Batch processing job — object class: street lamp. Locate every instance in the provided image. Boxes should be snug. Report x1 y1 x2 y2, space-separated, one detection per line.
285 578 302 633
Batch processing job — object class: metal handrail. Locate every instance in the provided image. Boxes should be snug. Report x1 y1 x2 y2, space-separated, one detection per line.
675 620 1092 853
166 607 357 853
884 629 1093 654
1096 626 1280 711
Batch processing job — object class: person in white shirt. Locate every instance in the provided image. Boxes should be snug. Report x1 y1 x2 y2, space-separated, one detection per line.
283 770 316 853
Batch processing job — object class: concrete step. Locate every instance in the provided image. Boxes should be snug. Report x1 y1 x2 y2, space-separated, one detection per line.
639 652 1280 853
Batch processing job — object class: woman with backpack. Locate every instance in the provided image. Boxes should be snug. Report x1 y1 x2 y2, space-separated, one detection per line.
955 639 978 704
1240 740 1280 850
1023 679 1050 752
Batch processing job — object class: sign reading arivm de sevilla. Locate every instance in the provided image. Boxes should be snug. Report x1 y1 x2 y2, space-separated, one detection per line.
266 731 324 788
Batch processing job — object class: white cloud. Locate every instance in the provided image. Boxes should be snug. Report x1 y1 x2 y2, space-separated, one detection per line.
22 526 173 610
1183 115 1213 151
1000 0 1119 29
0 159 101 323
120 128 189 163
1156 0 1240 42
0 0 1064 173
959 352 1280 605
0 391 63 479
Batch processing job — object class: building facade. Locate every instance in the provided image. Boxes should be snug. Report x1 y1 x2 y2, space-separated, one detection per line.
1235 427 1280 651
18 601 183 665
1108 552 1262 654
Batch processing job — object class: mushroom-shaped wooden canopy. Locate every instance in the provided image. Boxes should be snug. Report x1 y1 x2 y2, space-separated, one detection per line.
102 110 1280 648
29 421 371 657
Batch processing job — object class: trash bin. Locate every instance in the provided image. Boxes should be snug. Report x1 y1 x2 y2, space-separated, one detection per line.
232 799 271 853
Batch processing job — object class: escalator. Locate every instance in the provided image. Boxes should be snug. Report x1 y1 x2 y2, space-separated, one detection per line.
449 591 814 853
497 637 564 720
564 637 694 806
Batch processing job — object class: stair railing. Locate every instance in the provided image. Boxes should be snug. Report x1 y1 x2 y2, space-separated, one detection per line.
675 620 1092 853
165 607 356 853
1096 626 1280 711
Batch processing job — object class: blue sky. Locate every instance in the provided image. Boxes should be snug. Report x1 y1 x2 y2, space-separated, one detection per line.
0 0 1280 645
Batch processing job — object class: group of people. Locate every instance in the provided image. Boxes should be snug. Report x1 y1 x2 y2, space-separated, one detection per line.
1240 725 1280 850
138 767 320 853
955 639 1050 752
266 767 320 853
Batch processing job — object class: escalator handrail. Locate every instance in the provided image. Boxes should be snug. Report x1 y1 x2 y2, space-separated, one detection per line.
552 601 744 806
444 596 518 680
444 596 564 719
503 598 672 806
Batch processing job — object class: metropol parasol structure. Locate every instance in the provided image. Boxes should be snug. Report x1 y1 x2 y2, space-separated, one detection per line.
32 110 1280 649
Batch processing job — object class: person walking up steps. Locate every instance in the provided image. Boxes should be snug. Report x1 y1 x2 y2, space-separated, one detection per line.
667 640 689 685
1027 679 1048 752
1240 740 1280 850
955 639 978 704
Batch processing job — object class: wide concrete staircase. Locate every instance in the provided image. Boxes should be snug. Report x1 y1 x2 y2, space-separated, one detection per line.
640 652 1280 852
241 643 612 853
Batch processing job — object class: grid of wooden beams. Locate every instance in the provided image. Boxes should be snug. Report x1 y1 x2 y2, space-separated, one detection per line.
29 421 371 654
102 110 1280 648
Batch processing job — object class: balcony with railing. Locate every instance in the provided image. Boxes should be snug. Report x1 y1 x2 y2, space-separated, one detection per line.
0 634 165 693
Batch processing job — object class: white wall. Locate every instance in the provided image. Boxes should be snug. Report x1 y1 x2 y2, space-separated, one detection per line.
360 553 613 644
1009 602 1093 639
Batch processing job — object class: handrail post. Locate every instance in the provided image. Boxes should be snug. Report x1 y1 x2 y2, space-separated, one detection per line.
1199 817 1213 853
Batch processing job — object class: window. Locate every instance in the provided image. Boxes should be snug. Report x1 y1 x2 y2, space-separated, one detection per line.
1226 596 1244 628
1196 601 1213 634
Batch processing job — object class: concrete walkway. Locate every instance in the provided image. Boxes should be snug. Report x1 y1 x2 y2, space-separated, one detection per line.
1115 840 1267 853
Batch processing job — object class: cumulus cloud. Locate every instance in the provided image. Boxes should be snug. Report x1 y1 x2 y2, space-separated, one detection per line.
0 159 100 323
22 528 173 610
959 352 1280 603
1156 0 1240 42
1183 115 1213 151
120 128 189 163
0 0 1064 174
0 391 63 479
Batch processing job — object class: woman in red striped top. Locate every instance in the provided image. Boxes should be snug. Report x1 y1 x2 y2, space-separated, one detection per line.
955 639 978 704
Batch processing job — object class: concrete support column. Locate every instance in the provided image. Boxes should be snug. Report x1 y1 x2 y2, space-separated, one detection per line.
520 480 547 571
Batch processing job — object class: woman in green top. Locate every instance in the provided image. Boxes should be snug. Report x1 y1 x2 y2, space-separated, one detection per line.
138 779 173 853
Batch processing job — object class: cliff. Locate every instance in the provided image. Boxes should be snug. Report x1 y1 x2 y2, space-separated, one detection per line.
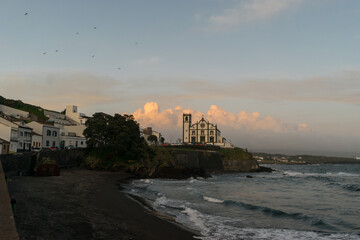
129 147 263 179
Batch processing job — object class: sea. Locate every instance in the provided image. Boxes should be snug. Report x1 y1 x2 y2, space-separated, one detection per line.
125 164 360 240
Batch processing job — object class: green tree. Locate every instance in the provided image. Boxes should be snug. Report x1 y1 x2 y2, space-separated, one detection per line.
84 112 147 160
147 135 157 144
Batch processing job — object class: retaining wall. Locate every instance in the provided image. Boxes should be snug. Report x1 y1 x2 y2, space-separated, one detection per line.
0 162 19 240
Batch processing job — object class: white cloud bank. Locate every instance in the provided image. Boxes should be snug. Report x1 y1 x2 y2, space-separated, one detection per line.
209 0 302 31
132 102 310 133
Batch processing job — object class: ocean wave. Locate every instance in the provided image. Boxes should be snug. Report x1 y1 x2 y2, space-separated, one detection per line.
224 200 336 230
344 184 360 192
140 179 152 184
203 196 224 203
283 171 360 177
181 207 210 234
196 228 359 240
154 196 185 211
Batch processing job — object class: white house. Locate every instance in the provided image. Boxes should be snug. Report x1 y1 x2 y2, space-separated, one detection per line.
27 121 60 148
0 104 29 118
57 125 86 148
44 110 78 126
15 121 32 152
140 127 161 144
0 118 32 153
31 132 42 150
0 138 10 155
65 105 88 124
183 113 232 147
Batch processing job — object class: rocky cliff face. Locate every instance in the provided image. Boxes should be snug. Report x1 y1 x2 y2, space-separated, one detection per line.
222 159 259 172
131 149 261 179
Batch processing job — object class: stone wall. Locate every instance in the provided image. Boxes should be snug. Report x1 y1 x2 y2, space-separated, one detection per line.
0 162 19 240
173 150 259 172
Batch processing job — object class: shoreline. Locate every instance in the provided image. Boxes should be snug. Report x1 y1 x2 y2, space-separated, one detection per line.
8 169 200 240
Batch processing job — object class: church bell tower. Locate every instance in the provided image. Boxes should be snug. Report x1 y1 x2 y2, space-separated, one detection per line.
183 113 191 143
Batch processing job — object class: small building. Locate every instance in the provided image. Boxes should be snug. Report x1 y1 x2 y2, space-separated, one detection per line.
15 121 32 152
0 138 10 155
140 127 162 144
65 105 88 125
31 132 42 151
27 121 60 148
57 125 87 148
0 104 29 118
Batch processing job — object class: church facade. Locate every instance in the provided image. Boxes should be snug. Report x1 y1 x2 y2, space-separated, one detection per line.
182 113 226 145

## EXERCISE INSTRUCTIONS
Put the stretch of lines from the one containing "Batch processing job — object class: ocean" through the one containing "183 113 232 147" into a two-column CSV with columns instruction and boxes. Give one row for each text line and the box lines that follow it, with each value in a single quoted field and line breaks replaced by spaces.

## TASK OUTPUT
instruction,boxes
"Batch processing job — object class: ocean wave. Locate every instance in the provided image. Boxes should be snug. Report x1 y1 x2 y2, space-separated, one detection per line.","224 200 336 230 344 184 360 192 140 179 152 184 203 196 224 203 283 171 360 177 181 207 210 234 196 228 359 240 154 196 185 211"
"Batch processing job — object class: white house. Locate every instance in the provided image. Boxes should be snug. Report x1 y1 x2 y2, space-separated, one detection per line.","27 121 60 148 0 104 29 118 57 125 86 148 44 110 78 126 15 121 32 152 140 127 161 144 0 118 32 153 31 132 42 150 0 138 10 155 65 105 88 124 183 113 232 147"